__Exercise details__. Continue the Raduno profile, beginning right after its last sentence, about the three chef-owners praising one another.

__Extract to read__.
:::::

With its broad palette of house-made pastas, pasta sauces, sausages, sandwiches and hearty salads, as well as a host of complementary comestibles—which customers can either sit down to eat or pick up to go—Raduno is hard to pin down to one definition. Call it a café/deli, call it a gastronomia (as Italophile Silverman does) or call it a restaurant-market hybrid (as the culinary industry dubs this new mixedformat concept). It doesn’t matter to your hosts. They just want you to walk, bike or drive to their inviting, casual neighborhood gathering place (the translation of Raduno from Italian is “gathering”) where, says Carlson, “We want to treat you like family. We want to feed you, because it’s what we like to do. We’re going to do our best to give you wholesome, great-tasting, handcrafted food in a warm, friendly atmosphere.”

The three chef-owners had each built their own solid culinary reputation long before they pooled their talents: Deibler as a butcher, Silverman as a pasta maker and Carlson as—to put it his way—“everything else.” While their inaugural menu leans toward Mediterranean influences, they make it clear that they will be adding other global—and regional—flavors into the mix as the mood or opportunity presents itself. Not surprising, considering that their combined experience and inspiration draws on training and travels in classrooms and kitchens across the country and around the globe.

“If we want to explore an area with a certain type of cuisine, we’ll dig into it,” says Carlson. “That’s what makes it fun and interesting.”


While the members of this culinary trio are all virtuosos in their respective specialties, none of them is inclined to sing their own praises. “We all want and need encouragement from each other—we don’t have huge egos,” says Deibler. However, they freely give props to their colleague.

:::::

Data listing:
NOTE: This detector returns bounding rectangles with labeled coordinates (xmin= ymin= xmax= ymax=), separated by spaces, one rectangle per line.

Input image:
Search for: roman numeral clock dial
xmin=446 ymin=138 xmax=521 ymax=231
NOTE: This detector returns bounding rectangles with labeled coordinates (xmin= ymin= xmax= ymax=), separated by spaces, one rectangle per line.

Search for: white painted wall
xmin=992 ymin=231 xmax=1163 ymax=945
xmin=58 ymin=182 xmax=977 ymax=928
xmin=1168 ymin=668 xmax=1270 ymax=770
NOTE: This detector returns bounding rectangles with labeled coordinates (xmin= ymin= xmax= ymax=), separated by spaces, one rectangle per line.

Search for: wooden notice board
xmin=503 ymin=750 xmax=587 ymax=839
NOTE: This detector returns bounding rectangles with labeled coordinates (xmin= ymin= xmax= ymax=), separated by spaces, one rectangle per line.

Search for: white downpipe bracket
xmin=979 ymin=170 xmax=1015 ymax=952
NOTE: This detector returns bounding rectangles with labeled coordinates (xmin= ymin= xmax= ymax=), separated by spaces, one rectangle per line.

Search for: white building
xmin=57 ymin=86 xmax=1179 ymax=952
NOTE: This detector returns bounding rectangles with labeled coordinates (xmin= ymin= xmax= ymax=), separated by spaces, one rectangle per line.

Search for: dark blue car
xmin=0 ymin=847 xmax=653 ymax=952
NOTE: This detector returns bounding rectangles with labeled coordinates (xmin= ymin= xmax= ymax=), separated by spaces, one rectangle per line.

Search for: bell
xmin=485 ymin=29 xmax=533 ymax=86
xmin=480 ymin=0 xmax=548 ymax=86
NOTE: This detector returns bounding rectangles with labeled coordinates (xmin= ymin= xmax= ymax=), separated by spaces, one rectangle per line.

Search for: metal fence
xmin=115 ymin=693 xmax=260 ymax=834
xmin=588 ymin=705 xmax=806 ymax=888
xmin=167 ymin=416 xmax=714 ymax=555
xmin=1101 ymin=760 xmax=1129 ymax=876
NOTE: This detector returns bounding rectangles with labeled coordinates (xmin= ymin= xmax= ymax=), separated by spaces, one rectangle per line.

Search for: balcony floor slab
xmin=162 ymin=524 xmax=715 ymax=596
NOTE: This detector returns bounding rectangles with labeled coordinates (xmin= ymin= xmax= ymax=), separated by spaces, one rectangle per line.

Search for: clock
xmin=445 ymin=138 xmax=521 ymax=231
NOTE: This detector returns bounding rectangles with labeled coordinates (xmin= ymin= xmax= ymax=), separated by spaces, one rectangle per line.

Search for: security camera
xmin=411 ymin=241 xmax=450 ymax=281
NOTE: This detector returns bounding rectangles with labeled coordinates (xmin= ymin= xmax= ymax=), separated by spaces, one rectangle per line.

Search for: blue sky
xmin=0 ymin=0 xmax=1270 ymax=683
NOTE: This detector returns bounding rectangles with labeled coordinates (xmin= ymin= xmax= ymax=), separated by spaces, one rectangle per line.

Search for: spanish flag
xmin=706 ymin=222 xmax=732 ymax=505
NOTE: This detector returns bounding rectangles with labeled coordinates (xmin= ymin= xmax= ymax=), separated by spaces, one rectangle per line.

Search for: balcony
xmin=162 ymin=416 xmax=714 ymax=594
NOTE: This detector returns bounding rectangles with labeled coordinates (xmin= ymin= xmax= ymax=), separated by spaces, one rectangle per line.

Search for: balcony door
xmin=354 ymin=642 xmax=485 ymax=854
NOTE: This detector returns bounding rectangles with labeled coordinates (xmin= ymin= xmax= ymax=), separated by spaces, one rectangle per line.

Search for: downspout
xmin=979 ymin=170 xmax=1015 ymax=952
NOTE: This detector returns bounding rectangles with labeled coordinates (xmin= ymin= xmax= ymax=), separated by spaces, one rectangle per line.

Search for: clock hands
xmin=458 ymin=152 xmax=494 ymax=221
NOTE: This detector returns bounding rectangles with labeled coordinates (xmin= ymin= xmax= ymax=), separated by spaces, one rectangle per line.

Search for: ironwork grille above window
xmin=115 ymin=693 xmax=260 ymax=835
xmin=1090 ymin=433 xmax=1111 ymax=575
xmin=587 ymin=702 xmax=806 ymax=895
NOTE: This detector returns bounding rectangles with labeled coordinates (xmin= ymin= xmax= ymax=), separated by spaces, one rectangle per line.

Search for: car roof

:::::

__Output__.
Carlson has nothing but admiration for Deibler and Silverman: “There was a time, a few years back, when Janene and Andrea both worked for me. And I was, like, ‘Wow, these two women are super skilled.’ Andrea is very good at what she does—I don’t think most people realize how good. If you had asked me a couple of years ago how I felt about bratwurst, I would have said, ‘Eh, they’re OK.’ But I remember the first time she made some for us, and I told her, ‘This literally changes the way I feel about bratwurst.’ And Janene is on that same high level with her knowledge of Italian food and pasta—and just her ability to make things happen. She owned her own trattoria in Oakland, California, for ten years. She knows what she’s doing.”

“We’re all chefs and love to cook,” says Deibler, “but Paul and Janene are incredible. I can learn so much from both of them, and I think the food will be just that much better when we’re doing it as a group. Janene is a pasta maker and baker extraordinaire. And Paul wouldn’t want me saying this—he’ll say we’re all equal, and we are, as partners—but for me, he is the consummate chef. He has the vision for how dishes go together and he’s a phenomenal cook. I think he will be the glue that holds the whole concept together.”

Silverman weighs in with similar praise: “I am extremely proud to be working with these two. Paul has the best palate I have ever seen in a chef. He is incredibly talented. And Andrea is the same when it comes to meats and poultry. She is all precision, no cutting corners, and all about sourcing—she has extremely high standards and always maintains them.”


Carlson says that growing up in Detroit, his grandfather was a big influence on him. “He had a big garden, and he was really into preserving food. He would write his own recipes for chili sauce, corn relish and lots of other things. I loved working beside him.” Northern Michigan University’s culinary program further inspired Carlson, and in his 25-year career in the food industry so far, he has become a highly skilled all-arounder. “I’ve sold fish, I’ve sold meat, I’ve done retail, I’ve cooked—you name it,” he says modestly.

At Raduno, Carlson will unleash his creativity and expertise on pasta sauces and pasta fillings, vegetable- and grain-focused salads and sides, and his famous yogurt panna cotta, among other things. “I’ll also be overseeing the front of the house—actually, overseeing everything, since I have the most recent experience running a restaurant,” he says.

“Obviously, the menu is going to change a lot—that’s just who we are. We want to be able to grab what’s fresh and get excited about it and cook with it. And when that’s done, we’ll start with the next thing.”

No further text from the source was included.